[EXTRACT PROVIDED]
>>>>>

In order to clarify the proposed method for a broad audience, we use a flowchart in Figure 7 to simplify the estimation procedures of signal transductivity of coupling signaling pathways and information transductivity in a GRN. We also clarified the estimation procedure of the method proposed in this study. If we want to measure signal transductivity of coupling signal transduction pathways and information transductivity in a GRN, some technical specifications are required. First, we need microarray sample data (or temporal data) or NGS sample data (or temporal data) for normal or cancer cells. Second, we need recursive parameter estimation algorithm in Equation (12) or (20), and singular value decomposition and basic matrix operation for Equations (18), (23), and (36). Finally, LMITOOL is required for solving the LMI-constrained optimization problem in Equation (30) (Elghaoui et al., 1995).

**Figure 7. The estimation flowchart of the signal transductivity for coupling signaling pathways and information transductivity for a GRN**. The figure summarizes parameter estimations and transductivity measurements of information flows in this study.

In order to estimate the signal transductivities of the coupling signal transduction pathways (Figure 3) obtained from the KEGG database and the information transductivities of the GRN (Figure 4) obtained from the TRANSFAC database in non-leukemia normal cells and AML cancer cells, we applied the microarray sample data from non-leukemia normal cells or AML cancer cells to the Equations (15) and (32). We first identified the system parameters in the models by using the recursive least square parameter estimation algorithm in Equation (20). Finally, we use Equations (22) and (36) to estimate the signal transductivities of coupling signaling pathways in Table 1 and Figures 5, 6 and information transductivities in the GRN, respectively.

<<<<<

[DATA UNDER STUDY]
>>>>>

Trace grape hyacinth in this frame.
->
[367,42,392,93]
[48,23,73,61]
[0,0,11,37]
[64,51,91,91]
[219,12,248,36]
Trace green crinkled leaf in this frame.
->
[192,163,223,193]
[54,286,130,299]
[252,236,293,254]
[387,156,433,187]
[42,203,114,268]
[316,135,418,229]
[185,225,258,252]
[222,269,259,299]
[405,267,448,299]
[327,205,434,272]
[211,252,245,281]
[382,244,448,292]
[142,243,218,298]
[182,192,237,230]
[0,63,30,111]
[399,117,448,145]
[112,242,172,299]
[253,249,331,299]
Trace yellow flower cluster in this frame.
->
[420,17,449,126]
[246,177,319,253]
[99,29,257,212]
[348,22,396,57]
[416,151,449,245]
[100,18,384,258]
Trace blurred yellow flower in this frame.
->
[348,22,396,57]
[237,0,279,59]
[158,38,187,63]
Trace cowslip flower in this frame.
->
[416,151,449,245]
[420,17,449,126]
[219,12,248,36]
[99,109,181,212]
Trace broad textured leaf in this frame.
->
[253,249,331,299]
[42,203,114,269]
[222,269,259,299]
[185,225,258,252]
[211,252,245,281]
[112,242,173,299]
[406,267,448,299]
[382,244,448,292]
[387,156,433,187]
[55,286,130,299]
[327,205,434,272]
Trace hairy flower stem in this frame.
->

<<<<<

[ABOUT THIS TASK]
Answer these questions using the extract on transductivity estimation.
1. Which tool is required to solve the LMI-constrained optimization problem in Equation (30)?
2. From which database was the GRN in Figure 4 obtained?
3. What algorithm in Equation (20) was used to identify the system parameters?

[RESPONSE TO THIS TASK]
1. LMITOOL
2. The TRANSFAC database
3. The recursive least square parameter estimation algorithm